TASK GOAL:
Which lines of the listing contain the string "query"? Collect every one of them, treating uppercase and lowercase letters as different.

RECORDS SUPPLIED:

- - -

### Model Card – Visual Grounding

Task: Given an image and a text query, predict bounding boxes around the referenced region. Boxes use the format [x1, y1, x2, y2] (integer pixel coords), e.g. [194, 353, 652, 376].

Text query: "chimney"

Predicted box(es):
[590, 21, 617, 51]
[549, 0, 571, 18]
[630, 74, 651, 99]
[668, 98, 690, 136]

- - -

WORKED SOLUTION:
Task: Given an image and a text query, predict bounding boxes around the referenced region. Boxes use the format [x1, y1, x2, y2] (integer pixel coords), e.g. [194, 353, 652, 376].
Text query: "chimney"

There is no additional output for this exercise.